====== Excerpted passage

Actually I have long hoped for an analysis of wildcard strategies. Last year I bet on Chelsea early; finding that a disaster, I used my WC around GW3 or 4 to replace my Chelsea-heavy lineup with RVP and a few other options. I was able to come back to place in the top 3 in my league, but it took a year's effort and I never really challenged for the lead.
This year I am in first, and have not yet used my WC.
Step 1) Get a table of the average quantity of shots each PL team has made within the 18 yard box
2) Insert these quantities into each fixture that has been played (i.e. the Man City example) and then average across all fixtures
3) Compare this value with the average quantity of shots 'conceded' in the 18 yard box for the specific team, in this example Man City
So my step 2 answer was 7.9, my step 3 answer was 4.8. Based on the assumption that offensive performances are the same each week (bad assumption but useful here) the Man City defence has conceded 3.1 shots less per game than we would have expected them too.
Also as it turns out so far they have conceded 1.6 less shots in the 18Y per game than last season
If you are aiming to win the overall game, you need to be going for 70-80% correlation, at the latest.
If, however, you aim to win your not-so-competitive mini-league a better strategy could to be aiming for a 90% correlation wildcard.
There's always the question of rising prices though and the likely inability to get the optimal team in around that time.
Those damn prices are rising so fast. I feel that there must have been a big chance to the algorithm and it will have a bigger impact on our season than we realize at the moment.
Very interesting indeed!
By game week 12/13, we can use this seasons stats to predict how teams will do going forward with a *reasonable* amount of certainty? (bar away goals)

============
====== Data provided

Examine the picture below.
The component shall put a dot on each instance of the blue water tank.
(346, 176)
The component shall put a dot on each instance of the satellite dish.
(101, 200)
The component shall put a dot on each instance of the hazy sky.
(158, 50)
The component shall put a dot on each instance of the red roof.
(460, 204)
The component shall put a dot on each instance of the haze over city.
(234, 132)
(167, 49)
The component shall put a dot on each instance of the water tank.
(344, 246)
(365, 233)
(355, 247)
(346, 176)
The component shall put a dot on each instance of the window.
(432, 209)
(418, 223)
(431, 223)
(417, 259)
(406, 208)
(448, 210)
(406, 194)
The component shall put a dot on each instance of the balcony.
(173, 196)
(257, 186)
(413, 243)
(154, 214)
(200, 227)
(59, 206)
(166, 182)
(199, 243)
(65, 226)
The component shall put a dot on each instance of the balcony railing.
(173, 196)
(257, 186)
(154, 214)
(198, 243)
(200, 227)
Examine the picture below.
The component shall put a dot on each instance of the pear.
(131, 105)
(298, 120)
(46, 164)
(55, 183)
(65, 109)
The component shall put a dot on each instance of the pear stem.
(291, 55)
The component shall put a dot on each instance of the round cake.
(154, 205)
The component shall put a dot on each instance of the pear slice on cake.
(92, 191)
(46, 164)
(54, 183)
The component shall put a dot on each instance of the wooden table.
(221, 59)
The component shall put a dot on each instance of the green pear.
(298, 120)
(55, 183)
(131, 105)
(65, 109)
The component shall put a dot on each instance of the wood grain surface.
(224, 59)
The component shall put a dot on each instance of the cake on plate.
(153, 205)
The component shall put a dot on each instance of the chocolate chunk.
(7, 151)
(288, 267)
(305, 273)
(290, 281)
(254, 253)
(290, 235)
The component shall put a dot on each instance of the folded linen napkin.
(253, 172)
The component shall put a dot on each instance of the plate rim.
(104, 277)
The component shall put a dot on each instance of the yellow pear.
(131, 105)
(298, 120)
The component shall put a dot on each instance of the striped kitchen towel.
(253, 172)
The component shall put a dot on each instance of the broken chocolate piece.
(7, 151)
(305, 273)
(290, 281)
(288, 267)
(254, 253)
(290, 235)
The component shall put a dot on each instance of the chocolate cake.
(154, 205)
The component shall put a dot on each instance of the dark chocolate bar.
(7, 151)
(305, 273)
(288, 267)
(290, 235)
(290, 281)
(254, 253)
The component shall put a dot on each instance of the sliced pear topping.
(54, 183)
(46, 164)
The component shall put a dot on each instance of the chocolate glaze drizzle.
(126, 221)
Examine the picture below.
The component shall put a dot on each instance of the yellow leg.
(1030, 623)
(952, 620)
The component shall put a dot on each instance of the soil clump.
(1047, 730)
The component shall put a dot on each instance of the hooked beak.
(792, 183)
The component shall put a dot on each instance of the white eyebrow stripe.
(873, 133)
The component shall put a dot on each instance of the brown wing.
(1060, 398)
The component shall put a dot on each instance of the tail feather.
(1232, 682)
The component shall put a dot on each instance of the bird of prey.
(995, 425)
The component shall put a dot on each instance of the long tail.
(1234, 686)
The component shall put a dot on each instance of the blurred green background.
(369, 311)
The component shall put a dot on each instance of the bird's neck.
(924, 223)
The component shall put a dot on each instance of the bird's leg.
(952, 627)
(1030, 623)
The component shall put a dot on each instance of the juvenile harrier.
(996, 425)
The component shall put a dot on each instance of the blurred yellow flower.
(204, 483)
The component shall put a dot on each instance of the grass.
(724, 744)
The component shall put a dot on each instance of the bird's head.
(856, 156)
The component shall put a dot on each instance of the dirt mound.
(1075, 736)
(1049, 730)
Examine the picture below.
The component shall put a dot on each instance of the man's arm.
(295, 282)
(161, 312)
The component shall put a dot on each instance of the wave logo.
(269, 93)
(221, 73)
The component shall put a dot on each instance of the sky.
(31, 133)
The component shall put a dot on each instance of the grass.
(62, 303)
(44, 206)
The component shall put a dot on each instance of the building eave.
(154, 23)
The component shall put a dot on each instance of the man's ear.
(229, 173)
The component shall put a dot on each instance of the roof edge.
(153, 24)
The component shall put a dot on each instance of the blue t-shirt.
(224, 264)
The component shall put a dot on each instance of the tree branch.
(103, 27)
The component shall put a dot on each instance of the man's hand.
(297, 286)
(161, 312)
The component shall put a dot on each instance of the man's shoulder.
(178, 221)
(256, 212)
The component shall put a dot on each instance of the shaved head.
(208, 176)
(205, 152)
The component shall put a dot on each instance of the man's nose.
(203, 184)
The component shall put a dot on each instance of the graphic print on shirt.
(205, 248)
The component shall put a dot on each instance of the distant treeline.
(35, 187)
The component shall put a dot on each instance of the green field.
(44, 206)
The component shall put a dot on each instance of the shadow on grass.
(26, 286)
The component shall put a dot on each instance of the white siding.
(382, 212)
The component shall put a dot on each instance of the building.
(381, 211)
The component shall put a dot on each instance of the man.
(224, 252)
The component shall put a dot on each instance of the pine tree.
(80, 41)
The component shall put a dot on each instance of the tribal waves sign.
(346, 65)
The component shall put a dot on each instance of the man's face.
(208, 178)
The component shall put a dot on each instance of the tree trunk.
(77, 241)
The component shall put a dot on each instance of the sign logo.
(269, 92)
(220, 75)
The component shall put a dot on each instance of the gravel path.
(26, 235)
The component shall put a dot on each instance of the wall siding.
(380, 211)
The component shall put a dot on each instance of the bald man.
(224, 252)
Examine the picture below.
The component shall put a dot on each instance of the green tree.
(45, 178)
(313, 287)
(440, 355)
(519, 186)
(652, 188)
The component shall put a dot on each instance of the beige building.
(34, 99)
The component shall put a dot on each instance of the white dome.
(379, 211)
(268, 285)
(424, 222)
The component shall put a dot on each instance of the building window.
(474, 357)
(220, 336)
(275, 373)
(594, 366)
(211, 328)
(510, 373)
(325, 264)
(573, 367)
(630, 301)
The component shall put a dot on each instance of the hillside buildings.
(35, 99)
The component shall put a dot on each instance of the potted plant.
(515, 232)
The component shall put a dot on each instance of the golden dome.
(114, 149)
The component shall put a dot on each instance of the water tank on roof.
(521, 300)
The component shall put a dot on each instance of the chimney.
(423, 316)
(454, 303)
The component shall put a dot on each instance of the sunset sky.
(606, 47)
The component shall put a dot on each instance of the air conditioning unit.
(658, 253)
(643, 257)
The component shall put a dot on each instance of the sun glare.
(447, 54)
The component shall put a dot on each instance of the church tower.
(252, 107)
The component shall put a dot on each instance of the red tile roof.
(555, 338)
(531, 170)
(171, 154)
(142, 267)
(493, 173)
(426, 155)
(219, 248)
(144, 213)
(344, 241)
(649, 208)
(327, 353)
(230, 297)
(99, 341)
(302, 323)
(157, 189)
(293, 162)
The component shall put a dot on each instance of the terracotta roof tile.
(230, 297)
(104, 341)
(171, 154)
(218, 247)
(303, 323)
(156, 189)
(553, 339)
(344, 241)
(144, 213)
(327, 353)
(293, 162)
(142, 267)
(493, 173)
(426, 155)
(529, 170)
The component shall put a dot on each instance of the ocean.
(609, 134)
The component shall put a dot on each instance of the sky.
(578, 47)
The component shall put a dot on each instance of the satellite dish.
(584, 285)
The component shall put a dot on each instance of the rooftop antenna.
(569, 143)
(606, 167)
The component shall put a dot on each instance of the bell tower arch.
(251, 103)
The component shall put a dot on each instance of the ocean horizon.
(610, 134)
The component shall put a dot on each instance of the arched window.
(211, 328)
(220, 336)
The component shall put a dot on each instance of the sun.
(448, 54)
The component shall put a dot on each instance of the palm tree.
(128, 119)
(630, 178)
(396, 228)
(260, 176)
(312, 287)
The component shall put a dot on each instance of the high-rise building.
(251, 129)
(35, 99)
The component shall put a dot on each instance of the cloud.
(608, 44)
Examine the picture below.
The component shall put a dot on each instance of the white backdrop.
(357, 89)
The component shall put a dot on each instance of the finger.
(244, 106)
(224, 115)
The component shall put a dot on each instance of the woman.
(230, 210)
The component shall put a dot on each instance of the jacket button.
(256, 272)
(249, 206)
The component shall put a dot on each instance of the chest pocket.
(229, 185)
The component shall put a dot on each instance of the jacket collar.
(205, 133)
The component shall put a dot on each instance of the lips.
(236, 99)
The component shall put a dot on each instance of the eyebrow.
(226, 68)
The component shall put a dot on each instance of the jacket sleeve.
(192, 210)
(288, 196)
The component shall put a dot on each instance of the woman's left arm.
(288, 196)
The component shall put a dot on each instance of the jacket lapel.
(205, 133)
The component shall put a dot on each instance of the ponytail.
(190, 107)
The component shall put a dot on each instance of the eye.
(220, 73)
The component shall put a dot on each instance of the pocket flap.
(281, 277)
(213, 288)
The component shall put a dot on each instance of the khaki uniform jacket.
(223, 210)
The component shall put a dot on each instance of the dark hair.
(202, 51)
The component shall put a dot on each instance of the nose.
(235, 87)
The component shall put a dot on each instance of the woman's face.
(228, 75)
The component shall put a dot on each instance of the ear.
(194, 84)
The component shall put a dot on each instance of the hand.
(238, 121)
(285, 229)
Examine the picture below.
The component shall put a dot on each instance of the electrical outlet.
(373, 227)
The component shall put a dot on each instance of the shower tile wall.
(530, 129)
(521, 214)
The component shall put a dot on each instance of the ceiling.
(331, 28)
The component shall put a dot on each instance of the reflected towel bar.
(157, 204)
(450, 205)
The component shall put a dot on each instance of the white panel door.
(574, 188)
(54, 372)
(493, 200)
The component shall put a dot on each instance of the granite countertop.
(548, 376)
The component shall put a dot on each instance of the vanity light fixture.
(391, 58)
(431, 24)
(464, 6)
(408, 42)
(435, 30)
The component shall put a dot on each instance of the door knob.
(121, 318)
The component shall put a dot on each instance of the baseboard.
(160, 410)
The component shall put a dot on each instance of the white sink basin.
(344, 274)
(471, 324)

============

Requirement —
Rewrite the stretch of the fantasy football thread from "Also as it turns" through "90% correlation wildcard.", with "mini-league" changed to "office league".

Solution —
Also as it turns out so far they have conceded 1.6 less shots in the 18Y per game than last season
If you are aiming to win the overall game, you need to be going for 70-80% correlation, at the latest.
If, however, you aim to win your not-so-competitive office league a better strategy could to be aiming for a 90% correlation wildcard.